• SOURCE MATERIAL:
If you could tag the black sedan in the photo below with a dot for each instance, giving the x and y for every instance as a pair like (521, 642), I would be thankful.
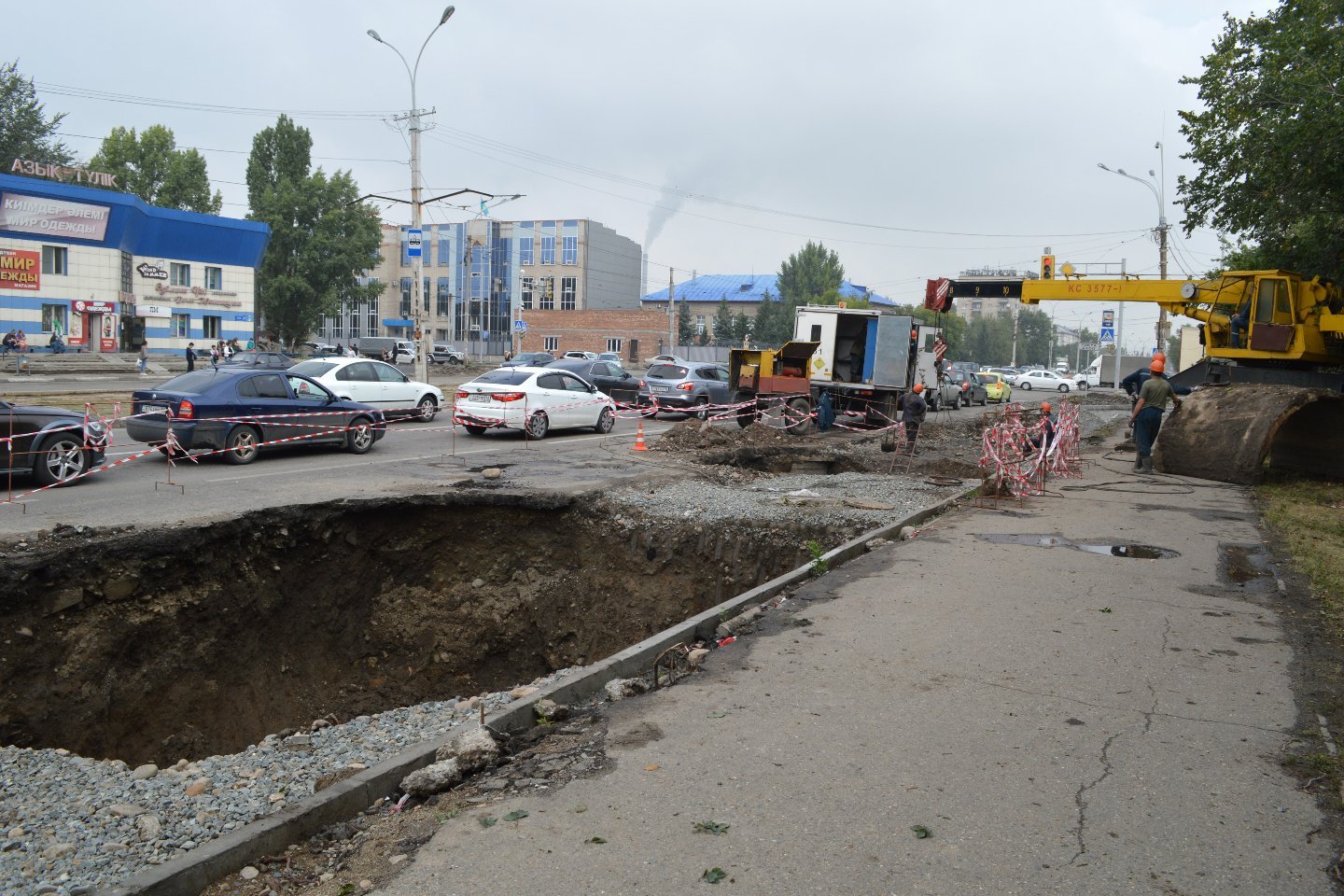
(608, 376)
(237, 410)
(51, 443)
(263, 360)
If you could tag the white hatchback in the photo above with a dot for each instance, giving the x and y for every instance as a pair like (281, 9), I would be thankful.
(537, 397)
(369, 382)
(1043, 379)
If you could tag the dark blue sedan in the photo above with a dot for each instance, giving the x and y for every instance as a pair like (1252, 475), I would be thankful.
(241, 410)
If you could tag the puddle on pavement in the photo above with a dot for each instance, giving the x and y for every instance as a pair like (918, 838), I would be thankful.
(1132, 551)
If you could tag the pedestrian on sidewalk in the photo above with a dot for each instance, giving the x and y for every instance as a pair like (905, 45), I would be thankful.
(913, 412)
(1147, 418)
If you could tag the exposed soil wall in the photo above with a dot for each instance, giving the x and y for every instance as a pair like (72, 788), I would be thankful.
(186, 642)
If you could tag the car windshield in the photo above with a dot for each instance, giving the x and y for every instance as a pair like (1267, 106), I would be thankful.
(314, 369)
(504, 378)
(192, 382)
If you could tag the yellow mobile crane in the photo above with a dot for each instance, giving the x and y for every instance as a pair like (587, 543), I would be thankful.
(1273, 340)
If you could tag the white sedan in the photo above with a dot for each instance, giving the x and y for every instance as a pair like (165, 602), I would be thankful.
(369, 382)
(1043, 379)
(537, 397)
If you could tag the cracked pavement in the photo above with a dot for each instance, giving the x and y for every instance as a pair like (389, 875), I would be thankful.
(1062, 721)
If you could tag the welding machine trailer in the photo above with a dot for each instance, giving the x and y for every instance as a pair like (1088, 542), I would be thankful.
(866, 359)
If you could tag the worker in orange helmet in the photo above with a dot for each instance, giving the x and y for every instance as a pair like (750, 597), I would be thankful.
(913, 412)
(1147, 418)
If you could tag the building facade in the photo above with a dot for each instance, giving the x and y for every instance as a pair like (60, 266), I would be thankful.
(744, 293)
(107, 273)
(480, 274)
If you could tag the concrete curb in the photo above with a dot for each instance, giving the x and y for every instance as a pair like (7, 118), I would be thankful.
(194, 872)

• WHAT YOU HAVE TO DO:
Leave out every line ahead of the one containing "If you could tag the yellow" and print the rest of the listing exactly.

• EXERCISE RESULT:
If you could tag the yellow mobile crane in the photo above with a dot for each instance, giving the x and y for every instance as a pair like (587, 543), I would be thankful.
(1273, 340)
If you could tag the white sedan in the photo above with a dot for each instance, giving the x and y for every instance as a pair like (165, 602), I would be thankful.
(369, 382)
(1043, 379)
(537, 397)
If you could tag the cracked pavement in the photo above with a dot for each instance, giving the x and y for every instance as a pair like (389, 875), I would be thankful.
(1062, 721)
If you could tag the welding machine trailer in the photo above with a dot for each instance, giving the x and y for every instance as a pair like (1088, 542), I would be thankful.
(866, 359)
If you could tag the worker in orange helmet in the photo above with a dot for each instance, giving the x and y for every instance as a pair like (750, 597), I would be thankful.
(913, 412)
(1147, 418)
If you could tag the building facade in the photo above with a dot for each instance, giving the x and y for every instance as a pair like (60, 266), I would be thankful.
(744, 293)
(107, 273)
(480, 274)
If you could tag the concrete curb in the photo above with a dot for each instance, giving the x and y for every instance as a pair like (7, 118), I would be thankful.
(194, 872)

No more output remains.